* Provided passage *

CONTENTMENT COTTAGE

WELCOME! In the midst of each life's chaos exists a place of calm and sunshine. I call mine Contentment Cottage. It is the place where I write my stories and find the peace of God. I've posted my "Ice Pick" reviews and will continue to add some of what I call my "Ice Crystals": poems, articles, essays, fillers, and recipes.

Sunday, July 25, 2010

CHOICES

We always have the choice to serve God where we are, or to run and serve Him elsewhere--or not.

If we allow ourselves to be guided by God's love, we may choose to stand and fight. But sometimes circumstances overwhelm us, and like any great general we have to learn when to sound retreat. To sacrifice is not always to lose.

Sometimes we must sacrifice one thing in order to obtain something better. The good general surveys the ground and looks for a better place to defend or attack from, and so a retreat may actually be an advance in disguise.

* Source information *

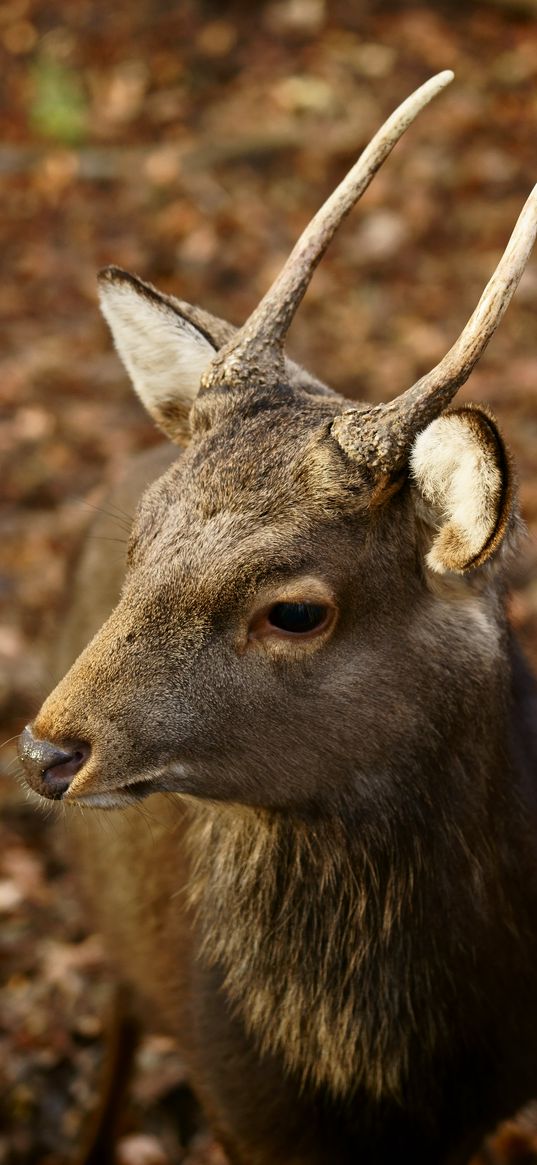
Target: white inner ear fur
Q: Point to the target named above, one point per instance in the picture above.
(456, 467)
(163, 354)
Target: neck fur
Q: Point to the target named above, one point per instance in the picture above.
(333, 937)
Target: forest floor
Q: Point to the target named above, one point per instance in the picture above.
(190, 142)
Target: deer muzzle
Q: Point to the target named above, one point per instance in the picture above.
(49, 768)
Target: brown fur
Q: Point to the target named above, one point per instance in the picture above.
(332, 904)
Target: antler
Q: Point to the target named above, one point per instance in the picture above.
(256, 352)
(382, 436)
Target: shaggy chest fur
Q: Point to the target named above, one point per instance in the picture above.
(329, 952)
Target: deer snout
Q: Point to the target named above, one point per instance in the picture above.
(50, 768)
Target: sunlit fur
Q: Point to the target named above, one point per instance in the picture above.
(333, 908)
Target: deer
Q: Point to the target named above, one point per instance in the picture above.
(305, 663)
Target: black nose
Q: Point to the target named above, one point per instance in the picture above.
(50, 768)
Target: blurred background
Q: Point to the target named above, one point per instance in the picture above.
(190, 142)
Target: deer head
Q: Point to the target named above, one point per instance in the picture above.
(311, 590)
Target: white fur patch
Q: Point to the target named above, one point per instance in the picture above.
(459, 478)
(163, 354)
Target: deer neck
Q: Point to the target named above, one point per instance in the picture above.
(325, 932)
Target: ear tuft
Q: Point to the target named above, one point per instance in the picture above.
(461, 471)
(163, 353)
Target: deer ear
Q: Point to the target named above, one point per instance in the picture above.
(163, 352)
(461, 473)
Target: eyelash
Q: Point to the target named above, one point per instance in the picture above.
(297, 618)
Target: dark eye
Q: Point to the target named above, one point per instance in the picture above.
(297, 618)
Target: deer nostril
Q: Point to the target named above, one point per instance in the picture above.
(49, 767)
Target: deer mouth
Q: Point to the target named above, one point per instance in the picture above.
(120, 797)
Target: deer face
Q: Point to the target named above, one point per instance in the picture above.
(299, 586)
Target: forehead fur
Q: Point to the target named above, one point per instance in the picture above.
(268, 459)
(251, 498)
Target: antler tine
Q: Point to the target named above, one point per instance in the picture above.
(258, 346)
(382, 436)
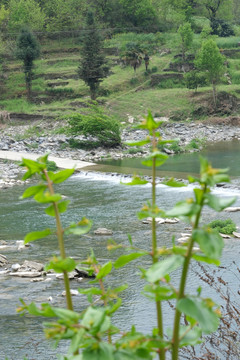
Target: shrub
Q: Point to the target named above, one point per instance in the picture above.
(223, 226)
(105, 130)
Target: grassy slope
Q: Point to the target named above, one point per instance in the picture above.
(128, 93)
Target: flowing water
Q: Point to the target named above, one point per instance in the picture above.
(109, 204)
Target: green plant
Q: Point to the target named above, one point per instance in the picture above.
(51, 165)
(91, 332)
(223, 226)
(105, 130)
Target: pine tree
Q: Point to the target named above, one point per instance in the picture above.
(93, 66)
(27, 50)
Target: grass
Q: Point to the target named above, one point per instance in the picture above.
(124, 91)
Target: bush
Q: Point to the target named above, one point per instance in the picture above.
(105, 130)
(223, 226)
(221, 28)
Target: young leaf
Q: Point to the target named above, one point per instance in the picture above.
(35, 235)
(62, 207)
(198, 310)
(125, 259)
(160, 269)
(104, 271)
(60, 176)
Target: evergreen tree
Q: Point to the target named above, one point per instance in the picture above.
(27, 50)
(93, 67)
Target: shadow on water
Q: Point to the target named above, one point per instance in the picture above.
(221, 155)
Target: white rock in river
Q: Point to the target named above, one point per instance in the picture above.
(3, 260)
(15, 267)
(237, 235)
(103, 231)
(27, 274)
(73, 292)
(33, 265)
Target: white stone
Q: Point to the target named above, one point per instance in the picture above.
(103, 231)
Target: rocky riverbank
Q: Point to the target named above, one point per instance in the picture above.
(14, 138)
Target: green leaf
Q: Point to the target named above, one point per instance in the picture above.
(160, 269)
(62, 207)
(60, 265)
(35, 235)
(33, 190)
(81, 228)
(125, 259)
(210, 242)
(218, 204)
(138, 143)
(136, 180)
(198, 310)
(173, 183)
(105, 270)
(60, 176)
(183, 208)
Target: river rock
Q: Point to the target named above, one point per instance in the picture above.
(73, 292)
(26, 274)
(3, 260)
(103, 231)
(232, 209)
(225, 236)
(33, 265)
(15, 267)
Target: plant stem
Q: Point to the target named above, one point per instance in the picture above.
(154, 248)
(60, 243)
(175, 340)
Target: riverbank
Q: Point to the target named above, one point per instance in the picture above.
(14, 139)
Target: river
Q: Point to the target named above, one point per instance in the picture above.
(109, 204)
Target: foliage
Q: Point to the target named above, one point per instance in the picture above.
(92, 332)
(211, 61)
(105, 130)
(25, 13)
(186, 36)
(221, 28)
(93, 66)
(51, 165)
(195, 79)
(27, 50)
(223, 226)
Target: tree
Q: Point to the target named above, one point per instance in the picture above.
(25, 13)
(93, 67)
(27, 50)
(210, 60)
(186, 35)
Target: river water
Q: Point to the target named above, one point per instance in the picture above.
(109, 204)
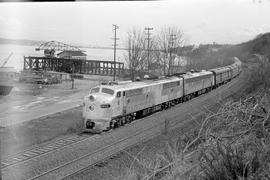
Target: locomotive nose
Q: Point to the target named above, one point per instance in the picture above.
(91, 98)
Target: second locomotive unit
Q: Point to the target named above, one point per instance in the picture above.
(112, 105)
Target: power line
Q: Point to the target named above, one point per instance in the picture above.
(148, 29)
(172, 39)
(115, 27)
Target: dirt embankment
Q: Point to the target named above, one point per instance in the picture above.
(141, 159)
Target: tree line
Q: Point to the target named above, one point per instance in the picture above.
(153, 55)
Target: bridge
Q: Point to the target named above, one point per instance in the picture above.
(94, 67)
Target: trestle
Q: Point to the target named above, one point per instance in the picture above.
(94, 67)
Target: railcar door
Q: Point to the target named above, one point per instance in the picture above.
(119, 103)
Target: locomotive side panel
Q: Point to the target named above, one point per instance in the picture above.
(195, 84)
(172, 90)
(138, 99)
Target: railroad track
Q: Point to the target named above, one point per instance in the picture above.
(82, 157)
(38, 151)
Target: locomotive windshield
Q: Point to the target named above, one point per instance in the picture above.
(95, 90)
(107, 91)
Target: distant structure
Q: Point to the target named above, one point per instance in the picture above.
(70, 59)
(51, 47)
(72, 55)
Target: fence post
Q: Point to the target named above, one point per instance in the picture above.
(166, 125)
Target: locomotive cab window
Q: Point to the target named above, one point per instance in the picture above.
(95, 90)
(118, 94)
(107, 91)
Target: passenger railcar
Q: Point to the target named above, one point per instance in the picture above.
(111, 105)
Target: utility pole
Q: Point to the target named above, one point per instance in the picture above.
(115, 27)
(148, 29)
(171, 45)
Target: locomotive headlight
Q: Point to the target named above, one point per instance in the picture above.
(91, 98)
(105, 105)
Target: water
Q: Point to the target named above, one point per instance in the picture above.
(19, 51)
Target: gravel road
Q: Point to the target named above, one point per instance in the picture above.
(97, 147)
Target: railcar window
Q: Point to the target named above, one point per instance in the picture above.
(107, 91)
(171, 84)
(118, 94)
(95, 90)
(134, 92)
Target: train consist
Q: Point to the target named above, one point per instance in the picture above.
(112, 105)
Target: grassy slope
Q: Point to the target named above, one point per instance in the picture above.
(232, 142)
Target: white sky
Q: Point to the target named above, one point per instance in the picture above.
(203, 21)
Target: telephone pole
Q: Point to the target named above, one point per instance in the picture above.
(115, 27)
(171, 44)
(148, 29)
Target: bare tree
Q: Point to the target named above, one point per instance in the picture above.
(136, 56)
(168, 40)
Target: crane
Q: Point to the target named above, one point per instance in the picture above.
(51, 46)
(6, 60)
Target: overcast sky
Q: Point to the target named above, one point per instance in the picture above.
(202, 21)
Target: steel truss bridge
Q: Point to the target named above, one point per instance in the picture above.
(93, 67)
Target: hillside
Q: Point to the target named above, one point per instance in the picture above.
(259, 45)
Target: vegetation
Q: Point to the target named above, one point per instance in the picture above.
(231, 143)
(162, 48)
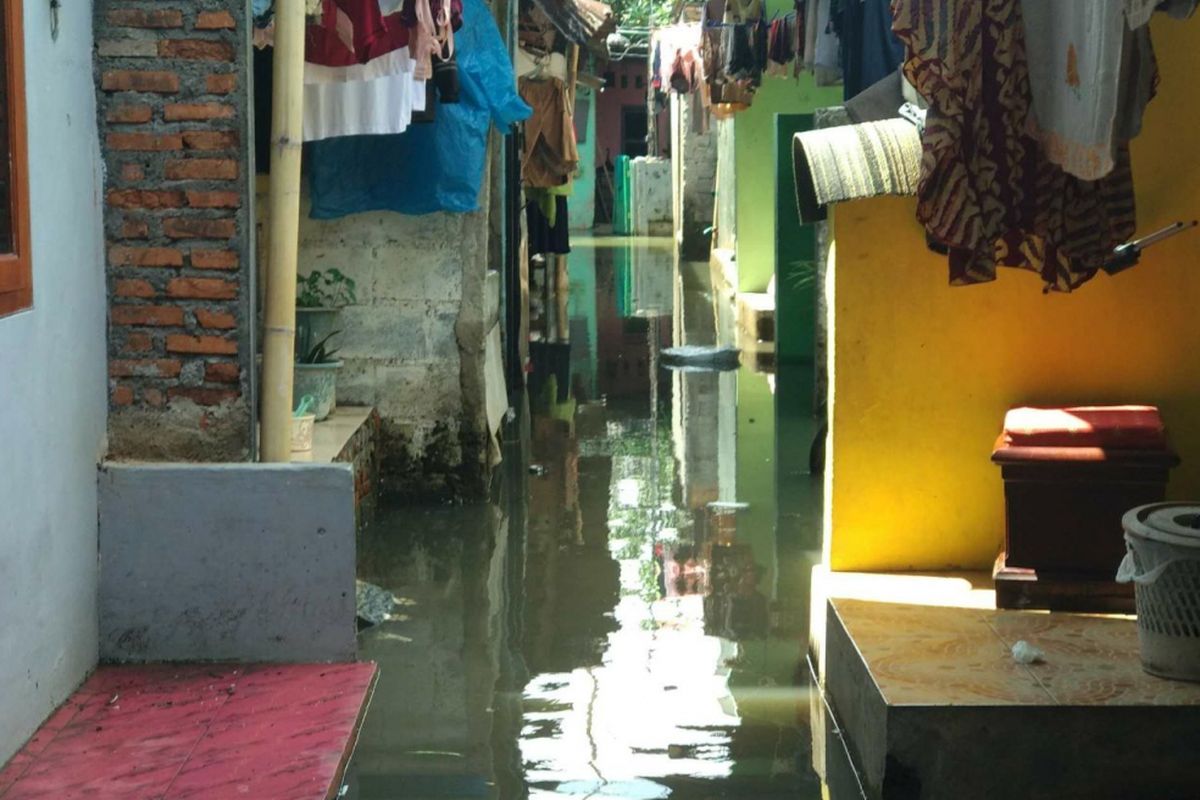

* What to do *
1) Reproduce the Contentment Cottage page from "Sunday, July 25, 2010" up to and including "always to lose.".
2) Based on the Contentment Cottage page, state whether each statement is true, answering yes or no and quoting the words of the page that decide it: (a) The writer writes stories at Contentment Cottage. (b) The page holds that to sacrifice is always to lose. (c) The writer's "Ice Crystals" include recipes.
3) Translate this sentence from the Contentment Cottage page into Spanish: "Sometimes we must sacrifice one thing in order to obtain something better."
The material has no connection to the Contentment Cottage page.

* Responses per task *
1)
Sunday, July 25, 2010

CHOICES

We always have the choice to serve God where we are, or to run and serve Him elsewhere--or not.

If we allow ourselves to be guided by God's love, we may choose to stand and fight. But sometimes circumstances overwhelm us, and like any great general we have to learn when to sound retreat. To sacrifice is not always to lose.

2)
(a) Yes: "It is the place where I write my stories and find the peace of God."
(b) No: "To sacrifice is not always to lose."
(c) Yes: "poems, articles, essays, fillers, and recipes."

3) A veces debemos sacrificar una cosa para obtener algo mejor.